PROBLEM ->
Write out exactly the lines from the start of the entries through the one that contains "green grass blade.", including both.

Extracted records:

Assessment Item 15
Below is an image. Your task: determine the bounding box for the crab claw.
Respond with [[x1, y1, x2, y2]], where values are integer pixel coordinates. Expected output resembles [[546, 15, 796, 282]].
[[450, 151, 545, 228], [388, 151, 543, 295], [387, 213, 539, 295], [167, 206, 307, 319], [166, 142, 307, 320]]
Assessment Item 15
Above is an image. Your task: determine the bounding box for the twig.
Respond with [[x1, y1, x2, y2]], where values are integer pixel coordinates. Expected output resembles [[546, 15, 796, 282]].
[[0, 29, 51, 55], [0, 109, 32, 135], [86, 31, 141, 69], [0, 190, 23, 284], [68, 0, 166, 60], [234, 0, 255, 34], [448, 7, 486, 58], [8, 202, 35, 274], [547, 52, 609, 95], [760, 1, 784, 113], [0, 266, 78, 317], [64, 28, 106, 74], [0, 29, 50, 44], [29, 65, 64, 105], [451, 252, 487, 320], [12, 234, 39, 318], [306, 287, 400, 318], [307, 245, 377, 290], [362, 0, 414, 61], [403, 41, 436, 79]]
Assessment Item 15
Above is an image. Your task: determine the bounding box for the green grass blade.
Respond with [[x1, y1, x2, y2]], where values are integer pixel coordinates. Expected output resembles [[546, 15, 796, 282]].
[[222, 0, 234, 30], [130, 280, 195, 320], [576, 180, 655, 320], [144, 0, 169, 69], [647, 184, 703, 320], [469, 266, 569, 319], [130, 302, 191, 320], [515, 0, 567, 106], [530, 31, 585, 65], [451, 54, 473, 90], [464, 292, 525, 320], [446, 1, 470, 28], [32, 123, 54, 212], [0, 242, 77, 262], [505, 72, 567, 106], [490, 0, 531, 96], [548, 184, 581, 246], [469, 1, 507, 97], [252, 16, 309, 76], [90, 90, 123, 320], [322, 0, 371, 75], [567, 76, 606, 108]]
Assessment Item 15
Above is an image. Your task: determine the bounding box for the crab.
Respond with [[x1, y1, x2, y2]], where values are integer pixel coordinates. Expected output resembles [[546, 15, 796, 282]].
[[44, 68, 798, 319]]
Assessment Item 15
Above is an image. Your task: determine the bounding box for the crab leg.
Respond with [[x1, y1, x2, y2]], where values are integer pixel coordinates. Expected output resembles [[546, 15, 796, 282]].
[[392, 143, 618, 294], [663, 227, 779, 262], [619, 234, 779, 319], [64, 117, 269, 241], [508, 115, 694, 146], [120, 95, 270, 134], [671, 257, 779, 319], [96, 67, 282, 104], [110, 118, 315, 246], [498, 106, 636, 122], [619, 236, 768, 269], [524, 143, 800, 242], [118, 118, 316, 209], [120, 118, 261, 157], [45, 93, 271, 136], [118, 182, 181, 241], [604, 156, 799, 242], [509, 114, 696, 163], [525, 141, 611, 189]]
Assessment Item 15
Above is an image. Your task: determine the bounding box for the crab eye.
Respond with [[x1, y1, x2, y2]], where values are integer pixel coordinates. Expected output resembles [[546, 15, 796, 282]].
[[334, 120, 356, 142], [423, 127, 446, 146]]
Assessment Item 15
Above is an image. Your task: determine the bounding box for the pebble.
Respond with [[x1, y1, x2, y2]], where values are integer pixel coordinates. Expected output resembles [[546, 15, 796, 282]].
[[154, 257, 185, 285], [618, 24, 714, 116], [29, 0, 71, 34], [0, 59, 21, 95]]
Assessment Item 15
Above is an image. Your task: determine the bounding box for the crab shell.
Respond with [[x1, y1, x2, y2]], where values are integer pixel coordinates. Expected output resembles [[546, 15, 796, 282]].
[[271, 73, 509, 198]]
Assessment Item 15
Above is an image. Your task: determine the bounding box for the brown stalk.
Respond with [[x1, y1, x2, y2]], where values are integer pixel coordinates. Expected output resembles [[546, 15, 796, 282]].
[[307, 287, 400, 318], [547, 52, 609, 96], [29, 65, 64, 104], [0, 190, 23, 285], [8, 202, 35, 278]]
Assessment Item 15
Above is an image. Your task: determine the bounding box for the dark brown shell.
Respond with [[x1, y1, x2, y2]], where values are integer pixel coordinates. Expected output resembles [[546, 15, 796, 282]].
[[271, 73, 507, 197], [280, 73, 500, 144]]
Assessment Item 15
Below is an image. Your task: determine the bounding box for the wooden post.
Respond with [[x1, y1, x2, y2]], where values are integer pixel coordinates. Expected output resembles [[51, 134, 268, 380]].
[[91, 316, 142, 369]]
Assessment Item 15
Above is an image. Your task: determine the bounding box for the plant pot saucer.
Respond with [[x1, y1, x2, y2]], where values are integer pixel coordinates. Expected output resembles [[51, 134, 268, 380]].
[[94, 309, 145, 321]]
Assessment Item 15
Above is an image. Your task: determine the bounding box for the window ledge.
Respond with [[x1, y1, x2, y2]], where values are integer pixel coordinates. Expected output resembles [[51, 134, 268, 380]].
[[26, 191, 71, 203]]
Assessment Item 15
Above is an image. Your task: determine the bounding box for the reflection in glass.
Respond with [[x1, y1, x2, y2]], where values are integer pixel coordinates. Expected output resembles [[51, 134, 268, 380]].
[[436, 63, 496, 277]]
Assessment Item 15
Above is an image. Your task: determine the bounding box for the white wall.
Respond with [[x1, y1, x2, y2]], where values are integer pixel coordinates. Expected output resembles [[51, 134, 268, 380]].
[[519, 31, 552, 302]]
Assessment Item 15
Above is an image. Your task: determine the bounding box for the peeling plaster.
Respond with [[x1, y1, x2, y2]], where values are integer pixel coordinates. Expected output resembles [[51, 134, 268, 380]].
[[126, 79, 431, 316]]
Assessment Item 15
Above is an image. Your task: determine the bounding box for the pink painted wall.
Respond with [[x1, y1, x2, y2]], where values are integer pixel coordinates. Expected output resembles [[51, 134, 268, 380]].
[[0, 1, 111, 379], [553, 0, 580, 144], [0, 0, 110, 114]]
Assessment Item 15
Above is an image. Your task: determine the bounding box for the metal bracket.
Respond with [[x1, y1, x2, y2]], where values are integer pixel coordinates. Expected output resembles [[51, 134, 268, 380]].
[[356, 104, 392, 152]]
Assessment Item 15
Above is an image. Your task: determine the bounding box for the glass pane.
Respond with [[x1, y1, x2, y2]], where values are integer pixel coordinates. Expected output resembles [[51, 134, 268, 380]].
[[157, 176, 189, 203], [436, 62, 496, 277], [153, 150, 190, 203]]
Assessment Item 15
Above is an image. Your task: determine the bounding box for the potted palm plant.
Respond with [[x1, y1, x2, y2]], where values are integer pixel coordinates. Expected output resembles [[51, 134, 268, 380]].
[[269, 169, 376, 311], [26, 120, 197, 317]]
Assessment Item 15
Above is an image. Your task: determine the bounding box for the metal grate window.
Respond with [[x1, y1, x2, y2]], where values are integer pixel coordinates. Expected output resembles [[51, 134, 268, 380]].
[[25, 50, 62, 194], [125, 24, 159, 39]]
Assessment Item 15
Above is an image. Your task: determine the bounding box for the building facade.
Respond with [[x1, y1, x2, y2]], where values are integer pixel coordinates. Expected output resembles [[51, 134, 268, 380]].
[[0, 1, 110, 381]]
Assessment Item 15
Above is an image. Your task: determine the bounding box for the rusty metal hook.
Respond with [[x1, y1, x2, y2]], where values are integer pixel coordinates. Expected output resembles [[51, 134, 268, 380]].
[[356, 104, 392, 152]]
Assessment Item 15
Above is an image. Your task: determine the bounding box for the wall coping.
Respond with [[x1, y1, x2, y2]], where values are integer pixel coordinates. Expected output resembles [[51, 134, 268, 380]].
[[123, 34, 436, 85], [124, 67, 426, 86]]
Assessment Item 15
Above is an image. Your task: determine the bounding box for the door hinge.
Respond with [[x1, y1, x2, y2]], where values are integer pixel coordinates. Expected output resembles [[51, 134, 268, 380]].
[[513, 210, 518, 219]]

TASK RESPONSE ->
Assessment Item 15
Below is an image. Your task: determine the bounding box for the crab claw.
Respond with [[x1, y1, x2, y2]], where values are integer pixel coordinates. Expected output resembles [[546, 15, 796, 282]].
[[450, 151, 545, 228], [388, 151, 543, 295], [387, 213, 539, 295], [167, 206, 307, 319], [166, 142, 307, 320]]
Assessment Item 15
Above is an image. Your task: determine the bounding box for the twig.
Respond with [[x1, y1, x2, y2]], where values are integer pixel coordinates. Expected output resembles [[546, 15, 796, 282]].
[[0, 29, 51, 55], [0, 109, 32, 135], [86, 31, 141, 69], [0, 190, 23, 284], [68, 0, 166, 60], [234, 0, 255, 34], [448, 7, 486, 58], [8, 202, 35, 274], [547, 52, 609, 95], [760, 1, 784, 113], [0, 266, 78, 317], [64, 28, 106, 74], [0, 29, 50, 44], [29, 65, 64, 105], [451, 252, 487, 320], [12, 234, 39, 318], [306, 287, 400, 318], [307, 245, 377, 290], [362, 0, 414, 61], [403, 41, 436, 79]]
Assessment Item 15
Above is an image. Your task: determine the bounding box for the green grass blade.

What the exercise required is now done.